[Image annotation data]
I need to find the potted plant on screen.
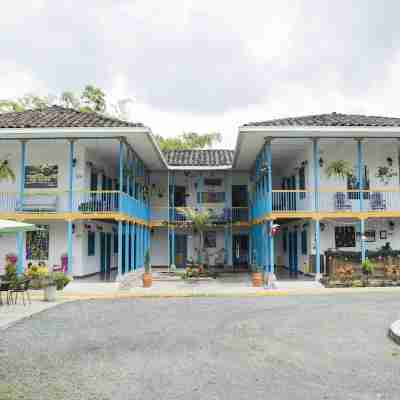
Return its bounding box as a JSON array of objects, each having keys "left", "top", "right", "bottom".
[
  {"left": 251, "top": 264, "right": 263, "bottom": 287},
  {"left": 42, "top": 273, "right": 57, "bottom": 301},
  {"left": 143, "top": 250, "right": 153, "bottom": 287},
  {"left": 325, "top": 160, "right": 353, "bottom": 179},
  {"left": 361, "top": 258, "right": 375, "bottom": 286}
]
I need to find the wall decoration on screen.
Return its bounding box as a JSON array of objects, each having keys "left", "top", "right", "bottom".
[
  {"left": 26, "top": 225, "right": 49, "bottom": 261},
  {"left": 25, "top": 164, "right": 58, "bottom": 189},
  {"left": 365, "top": 231, "right": 376, "bottom": 243},
  {"left": 204, "top": 231, "right": 217, "bottom": 249}
]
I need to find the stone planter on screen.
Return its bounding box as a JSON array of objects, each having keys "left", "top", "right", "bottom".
[
  {"left": 43, "top": 285, "right": 57, "bottom": 301},
  {"left": 251, "top": 272, "right": 263, "bottom": 287}
]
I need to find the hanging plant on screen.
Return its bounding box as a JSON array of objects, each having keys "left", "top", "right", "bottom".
[
  {"left": 0, "top": 159, "right": 15, "bottom": 182},
  {"left": 325, "top": 160, "right": 353, "bottom": 179},
  {"left": 375, "top": 166, "right": 397, "bottom": 185}
]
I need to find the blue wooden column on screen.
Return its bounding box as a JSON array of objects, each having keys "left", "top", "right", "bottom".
[
  {"left": 265, "top": 140, "right": 275, "bottom": 275},
  {"left": 313, "top": 139, "right": 321, "bottom": 280},
  {"left": 17, "top": 140, "right": 26, "bottom": 275},
  {"left": 171, "top": 172, "right": 176, "bottom": 268},
  {"left": 357, "top": 139, "right": 367, "bottom": 262},
  {"left": 67, "top": 139, "right": 75, "bottom": 275},
  {"left": 125, "top": 221, "right": 131, "bottom": 273},
  {"left": 131, "top": 223, "right": 136, "bottom": 270},
  {"left": 118, "top": 140, "right": 124, "bottom": 276}
]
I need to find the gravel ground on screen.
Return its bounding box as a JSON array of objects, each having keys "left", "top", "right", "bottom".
[{"left": 0, "top": 293, "right": 400, "bottom": 400}]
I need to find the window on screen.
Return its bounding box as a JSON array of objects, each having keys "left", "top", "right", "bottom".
[
  {"left": 197, "top": 192, "right": 225, "bottom": 203},
  {"left": 282, "top": 229, "right": 288, "bottom": 253},
  {"left": 299, "top": 167, "right": 306, "bottom": 199},
  {"left": 88, "top": 232, "right": 96, "bottom": 256},
  {"left": 301, "top": 229, "right": 308, "bottom": 255},
  {"left": 26, "top": 225, "right": 49, "bottom": 261},
  {"left": 204, "top": 231, "right": 217, "bottom": 249},
  {"left": 335, "top": 226, "right": 356, "bottom": 248},
  {"left": 114, "top": 233, "right": 118, "bottom": 254},
  {"left": 347, "top": 165, "right": 369, "bottom": 200},
  {"left": 204, "top": 178, "right": 222, "bottom": 186}
]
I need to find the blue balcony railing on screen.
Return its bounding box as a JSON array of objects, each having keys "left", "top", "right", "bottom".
[{"left": 0, "top": 191, "right": 149, "bottom": 221}]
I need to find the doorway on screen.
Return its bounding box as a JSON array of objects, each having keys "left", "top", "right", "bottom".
[
  {"left": 175, "top": 234, "right": 187, "bottom": 268},
  {"left": 289, "top": 231, "right": 299, "bottom": 278},
  {"left": 232, "top": 234, "right": 249, "bottom": 269}
]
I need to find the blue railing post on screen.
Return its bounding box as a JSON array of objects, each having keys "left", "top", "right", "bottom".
[
  {"left": 357, "top": 139, "right": 367, "bottom": 262},
  {"left": 313, "top": 138, "right": 321, "bottom": 281},
  {"left": 67, "top": 139, "right": 75, "bottom": 275},
  {"left": 17, "top": 140, "right": 26, "bottom": 275}
]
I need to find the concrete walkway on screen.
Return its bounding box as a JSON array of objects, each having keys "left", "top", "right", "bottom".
[{"left": 0, "top": 295, "right": 65, "bottom": 331}]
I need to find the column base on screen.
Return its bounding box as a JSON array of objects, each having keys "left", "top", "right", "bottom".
[{"left": 265, "top": 272, "right": 277, "bottom": 289}]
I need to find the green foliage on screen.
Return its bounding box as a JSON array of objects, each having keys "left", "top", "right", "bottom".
[
  {"left": 0, "top": 160, "right": 15, "bottom": 182},
  {"left": 51, "top": 272, "right": 72, "bottom": 290},
  {"left": 325, "top": 160, "right": 353, "bottom": 179},
  {"left": 156, "top": 132, "right": 222, "bottom": 151},
  {"left": 361, "top": 258, "right": 375, "bottom": 275}
]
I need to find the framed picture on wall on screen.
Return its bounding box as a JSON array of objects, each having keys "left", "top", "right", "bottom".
[
  {"left": 204, "top": 231, "right": 217, "bottom": 249},
  {"left": 365, "top": 231, "right": 376, "bottom": 242}
]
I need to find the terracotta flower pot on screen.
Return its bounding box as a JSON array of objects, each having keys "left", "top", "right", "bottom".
[
  {"left": 251, "top": 272, "right": 263, "bottom": 287},
  {"left": 143, "top": 272, "right": 153, "bottom": 287}
]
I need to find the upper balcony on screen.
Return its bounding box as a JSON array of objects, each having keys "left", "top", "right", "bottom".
[
  {"left": 0, "top": 190, "right": 149, "bottom": 221},
  {"left": 252, "top": 188, "right": 400, "bottom": 219},
  {"left": 150, "top": 206, "right": 249, "bottom": 226}
]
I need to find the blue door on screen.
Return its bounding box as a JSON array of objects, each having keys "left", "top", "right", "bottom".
[{"left": 288, "top": 231, "right": 299, "bottom": 276}]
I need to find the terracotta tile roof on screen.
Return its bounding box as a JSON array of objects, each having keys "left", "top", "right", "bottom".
[
  {"left": 0, "top": 106, "right": 143, "bottom": 129},
  {"left": 164, "top": 150, "right": 234, "bottom": 167},
  {"left": 243, "top": 112, "right": 400, "bottom": 128}
]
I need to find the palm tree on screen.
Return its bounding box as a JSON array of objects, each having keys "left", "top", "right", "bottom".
[{"left": 177, "top": 207, "right": 211, "bottom": 265}]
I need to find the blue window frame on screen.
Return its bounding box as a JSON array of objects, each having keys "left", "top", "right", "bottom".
[
  {"left": 282, "top": 229, "right": 288, "bottom": 253},
  {"left": 301, "top": 229, "right": 308, "bottom": 255},
  {"left": 88, "top": 232, "right": 96, "bottom": 256}
]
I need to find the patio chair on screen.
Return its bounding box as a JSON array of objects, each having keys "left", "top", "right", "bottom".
[
  {"left": 335, "top": 192, "right": 352, "bottom": 211},
  {"left": 370, "top": 192, "right": 386, "bottom": 211},
  {"left": 10, "top": 279, "right": 31, "bottom": 306},
  {"left": 0, "top": 282, "right": 12, "bottom": 305}
]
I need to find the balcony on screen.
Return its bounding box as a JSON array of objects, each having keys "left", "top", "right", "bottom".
[
  {"left": 0, "top": 191, "right": 149, "bottom": 221},
  {"left": 253, "top": 189, "right": 400, "bottom": 219},
  {"left": 150, "top": 206, "right": 249, "bottom": 226}
]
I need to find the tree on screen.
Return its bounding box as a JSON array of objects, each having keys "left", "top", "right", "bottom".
[
  {"left": 156, "top": 132, "right": 222, "bottom": 151},
  {"left": 0, "top": 85, "right": 108, "bottom": 115}
]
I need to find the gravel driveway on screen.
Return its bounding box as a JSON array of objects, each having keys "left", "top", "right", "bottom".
[{"left": 0, "top": 293, "right": 400, "bottom": 400}]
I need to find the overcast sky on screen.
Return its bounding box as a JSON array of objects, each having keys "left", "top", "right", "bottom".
[{"left": 0, "top": 0, "right": 400, "bottom": 147}]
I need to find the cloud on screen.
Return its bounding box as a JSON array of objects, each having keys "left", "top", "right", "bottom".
[{"left": 0, "top": 0, "right": 400, "bottom": 144}]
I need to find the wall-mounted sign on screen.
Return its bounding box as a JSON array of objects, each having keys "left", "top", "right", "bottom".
[{"left": 25, "top": 164, "right": 58, "bottom": 189}]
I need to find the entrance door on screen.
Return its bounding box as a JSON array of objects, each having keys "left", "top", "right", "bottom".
[
  {"left": 232, "top": 185, "right": 249, "bottom": 222},
  {"left": 289, "top": 231, "right": 299, "bottom": 277},
  {"left": 106, "top": 233, "right": 112, "bottom": 276},
  {"left": 232, "top": 234, "right": 249, "bottom": 268},
  {"left": 100, "top": 232, "right": 106, "bottom": 275},
  {"left": 175, "top": 234, "right": 187, "bottom": 268}
]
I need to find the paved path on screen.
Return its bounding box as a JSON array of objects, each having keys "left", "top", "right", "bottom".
[{"left": 0, "top": 292, "right": 400, "bottom": 400}]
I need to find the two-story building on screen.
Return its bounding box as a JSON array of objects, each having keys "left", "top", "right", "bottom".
[{"left": 0, "top": 106, "right": 400, "bottom": 279}]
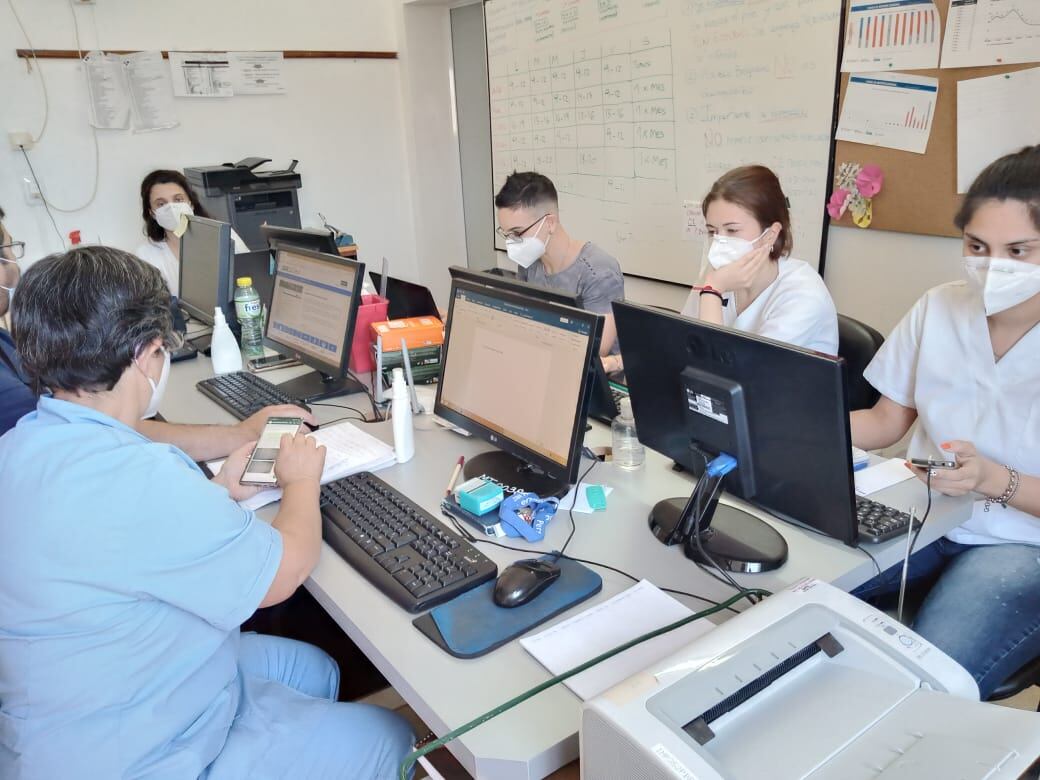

Task to carry out >> Can you lay out the records as a JSON list of strings, one string per line, beginning at the line that has "I need to find the overcast sky on screen." and stopping at the end of the records, with blank lines and pictures left out?

Output of the task >>
[
  "I need to find the overcast sky on screen.",
  "Return its bounding box as a JSON array of objects, each having keys \"left\", \"top\", \"right\", \"bottom\".",
  "[{\"left\": 0, \"top\": 0, \"right\": 400, \"bottom\": 147}]",
  "I need to find the cloud on screen.",
  "Return its bounding box as a JSON array of objects, each having keys \"left\", \"top\", \"right\", \"bottom\".",
  "[{\"left\": 0, \"top\": 0, \"right\": 400, \"bottom\": 144}]",
  "I need to find the wall-mounted sign on screen.",
  "Return its bounding box as a JSON array of objects, each having keys \"left\", \"top\", \"right\", \"bottom\".",
  "[{\"left\": 25, \"top\": 164, \"right\": 58, \"bottom\": 189}]",
  "I need to find the entrance door on screen.",
  "Return its bounding box as a JSON array of objects, each having keys \"left\", \"top\", \"right\", \"bottom\".",
  "[",
  "  {\"left\": 232, \"top\": 185, \"right\": 249, \"bottom\": 222},",
  "  {\"left\": 289, \"top\": 231, \"right\": 299, \"bottom\": 277},",
  "  {\"left\": 106, \"top\": 233, \"right\": 112, \"bottom\": 276},",
  "  {\"left\": 232, \"top\": 234, \"right\": 249, \"bottom\": 268},",
  "  {\"left\": 100, \"top\": 232, \"right\": 106, \"bottom\": 275},",
  "  {\"left\": 175, \"top\": 234, \"right\": 187, \"bottom\": 268}",
  "]",
  "I need to find the paved path on screen.",
  "Return its bounding box as a JSON array of objects, each having keys \"left\", \"top\", \"right\", \"bottom\".",
  "[{\"left\": 0, \"top\": 292, \"right\": 400, \"bottom\": 400}]",
  "I need to find the two-story building on screen.",
  "Return its bounding box as a JSON array of objects, each having keys \"left\", \"top\", \"right\", \"bottom\".",
  "[{\"left\": 0, \"top\": 106, \"right\": 400, \"bottom\": 279}]"
]